Go through the listing and copy every line word for word.

- _Coordinate annotation records_:
+--
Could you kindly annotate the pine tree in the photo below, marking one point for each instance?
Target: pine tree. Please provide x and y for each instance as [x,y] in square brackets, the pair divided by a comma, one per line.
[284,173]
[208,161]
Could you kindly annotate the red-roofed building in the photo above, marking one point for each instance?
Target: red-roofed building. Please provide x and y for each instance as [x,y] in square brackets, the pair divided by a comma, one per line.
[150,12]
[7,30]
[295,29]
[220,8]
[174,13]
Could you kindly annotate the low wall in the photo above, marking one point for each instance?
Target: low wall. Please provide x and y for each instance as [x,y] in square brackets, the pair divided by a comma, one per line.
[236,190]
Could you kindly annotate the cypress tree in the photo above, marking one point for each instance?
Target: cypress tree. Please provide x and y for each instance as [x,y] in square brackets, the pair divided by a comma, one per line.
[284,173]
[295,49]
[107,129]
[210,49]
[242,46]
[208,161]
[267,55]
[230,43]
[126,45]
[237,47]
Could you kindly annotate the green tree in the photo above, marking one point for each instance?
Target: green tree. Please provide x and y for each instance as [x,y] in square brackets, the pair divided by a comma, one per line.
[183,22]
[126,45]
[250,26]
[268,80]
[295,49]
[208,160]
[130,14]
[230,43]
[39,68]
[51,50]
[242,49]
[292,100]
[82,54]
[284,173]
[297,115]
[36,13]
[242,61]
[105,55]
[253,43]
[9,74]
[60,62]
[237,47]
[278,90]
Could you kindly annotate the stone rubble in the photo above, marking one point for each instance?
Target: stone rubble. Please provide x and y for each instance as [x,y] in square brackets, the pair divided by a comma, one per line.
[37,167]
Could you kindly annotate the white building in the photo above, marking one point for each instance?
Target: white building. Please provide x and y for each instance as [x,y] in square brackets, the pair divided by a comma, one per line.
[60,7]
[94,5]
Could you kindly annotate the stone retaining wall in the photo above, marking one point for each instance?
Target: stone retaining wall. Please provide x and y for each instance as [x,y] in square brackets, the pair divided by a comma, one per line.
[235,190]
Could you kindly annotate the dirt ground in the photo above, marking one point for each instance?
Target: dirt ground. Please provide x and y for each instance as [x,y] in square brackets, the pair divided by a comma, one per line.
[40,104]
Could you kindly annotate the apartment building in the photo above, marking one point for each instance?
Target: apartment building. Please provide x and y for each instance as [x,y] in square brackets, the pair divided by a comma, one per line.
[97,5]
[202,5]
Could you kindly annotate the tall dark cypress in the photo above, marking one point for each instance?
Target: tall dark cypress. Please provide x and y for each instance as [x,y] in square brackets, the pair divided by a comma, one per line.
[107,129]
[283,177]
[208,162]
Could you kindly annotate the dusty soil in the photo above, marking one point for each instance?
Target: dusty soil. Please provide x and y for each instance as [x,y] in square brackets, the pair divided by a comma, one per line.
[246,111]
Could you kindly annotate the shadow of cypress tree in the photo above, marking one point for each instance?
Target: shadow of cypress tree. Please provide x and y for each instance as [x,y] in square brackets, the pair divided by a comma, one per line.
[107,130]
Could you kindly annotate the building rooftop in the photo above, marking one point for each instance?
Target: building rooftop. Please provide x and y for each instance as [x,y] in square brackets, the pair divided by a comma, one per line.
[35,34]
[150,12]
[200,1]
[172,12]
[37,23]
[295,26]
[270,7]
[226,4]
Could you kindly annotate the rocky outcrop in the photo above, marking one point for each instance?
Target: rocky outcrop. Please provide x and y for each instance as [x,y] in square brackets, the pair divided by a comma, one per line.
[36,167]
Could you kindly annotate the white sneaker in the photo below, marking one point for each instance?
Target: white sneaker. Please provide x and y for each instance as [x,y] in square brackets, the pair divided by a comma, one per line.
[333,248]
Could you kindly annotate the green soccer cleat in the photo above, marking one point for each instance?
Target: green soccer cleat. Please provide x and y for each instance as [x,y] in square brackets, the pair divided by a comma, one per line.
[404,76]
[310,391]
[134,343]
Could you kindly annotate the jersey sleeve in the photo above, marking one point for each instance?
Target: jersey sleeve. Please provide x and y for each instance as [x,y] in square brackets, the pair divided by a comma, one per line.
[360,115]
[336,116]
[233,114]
+--
- _OUTPUT FOR THIS TASK_:
Could you kindly annotate the pine tree in the photo below, marking one point for each instance?
Target: pine tree. Please provide x and y for each instance as [x,y] in square brackets, the pair divided by a comma, one per line.
[284,173]
[208,161]
Could you kindly annotate the red-roofed building in the photo above, marking one point for each instance?
Target: red-roofed building. Please provide x and y for each instance as [x,y] in square brackets, the pair divided by a comma, one per line.
[150,12]
[7,30]
[295,29]
[220,8]
[174,13]
Could you kindly annotate the low wall in the photo above, marking one point for each instance?
Target: low wall. Please provide x and y for each instance as [x,y] in square brackets, the pair divided by a comma, one per line.
[236,190]
Could you kindly annotate the cypress tree in the photo above, marking one point for each instance?
Target: cypress tree. Please provide x and y for each instance as [x,y] in square brackets, the pair divided by a comma, one per line.
[284,173]
[295,49]
[107,129]
[210,49]
[242,46]
[208,161]
[267,55]
[230,43]
[126,45]
[237,47]
Could you kindly annotate the green tree in the photo above, marking one point for each instance?
Target: green tree. Please provide x and y for each instance as [x,y] in square brackets, the pair divided by a comma, one per line.
[183,22]
[126,45]
[250,26]
[268,80]
[295,49]
[208,160]
[130,14]
[230,43]
[39,68]
[51,50]
[242,49]
[292,100]
[82,54]
[284,173]
[297,115]
[36,13]
[242,61]
[105,55]
[253,43]
[9,74]
[60,62]
[237,47]
[278,90]
Could you kindly annotate the stone rubble in the photo above, marking one point for each instance?
Target: stone rubble. Please provide x and y for each instance as [x,y] in square brackets, the pair divided by a comma, one per line.
[37,167]
Could you kindly annotate the white building in the photo above, marking one point for each instance?
Target: white building. Please provide x and y for each instance as [x,y] in square brackets, the pair divided by a comma, one per line.
[60,7]
[94,5]
Could you kindly annotate the stone retaining wall in the photo above, marking one point for each instance?
Target: stone retaining wall. Please provide x and y for each instance as [x,y] in square brackets, the pair divided by a comma, one per line.
[235,190]
Could you kindly annotate the dirt ground in the photo above, marking one point for each instance?
Target: dirt ground. Please provide x and y for each instance as [x,y] in square brackets, the pair divided by a comma, one per line.
[40,104]
Could you kindly annotate the apartment building in the photo above, marking one point for each instance?
Target: apartment building. Please provide x and y for each instance as [x,y] in square brackets, the pair divided by a comma, one per line.
[97,5]
[202,5]
Could you kindly annotate the tall dark cypress in the photo above, marking one point for each instance?
Target: tall dark cypress. Please provide x and y for each instance as [x,y] in square brackets, the pair divided by a comma, one per line.
[107,129]
[283,177]
[208,162]
Could you kindly annotate the dusty soil in the photo above, marking one point for each instance?
Target: dusty soil. Please provide x and y for each instance as [x,y] in square brackets, the pair divided by a comma, one per line.
[246,111]
Could you kindly annotate the shadow of cypress tree in the photo above, marking one point for each instance?
Target: shadow of cypress tree. Please provide x and y for each instance as [x,y] in square brackets, the pair divided by a comma, one per line.
[107,130]
Could you kindly annotate the building rooftop in the photo above, marking one point for each instance?
Target: building rooftop. Please provide x and y for each instance as [x,y] in square brackets, the pair divided by a comma, one per line.
[35,34]
[150,12]
[200,1]
[172,12]
[37,23]
[295,26]
[270,7]
[226,4]
Could you kindly annotate the rocky outcrop in the photo above, marking one point for each instance?
Target: rocky outcrop. Please provide x and y for each instance as [x,y] in square brackets, the pair divided by a comma, one per line.
[36,167]
Could you kindly annotate the white sneaker in the photo below, marking one point for each instance?
Target: white sneaker. Please provide x and y for each instance as [x,y] in square brackets, the pair divided by a comma, one per line.
[333,248]
Could you kindly annotate the green soccer cleat in the photo above, marking one point for each instance?
Target: green soccer cleat. Please provide x and y for each instance as [x,y] in square brackets, the pair divided by a comma, one per line.
[404,76]
[310,391]
[134,343]
Could you kindly annotate the jersey sleeve in the photo above, marking one point for each instance?
Target: jersey sleeve. Please provide x and y for each instance as [x,y] in square brackets, the pair divided by a comma, one per line.
[360,115]
[336,116]
[233,114]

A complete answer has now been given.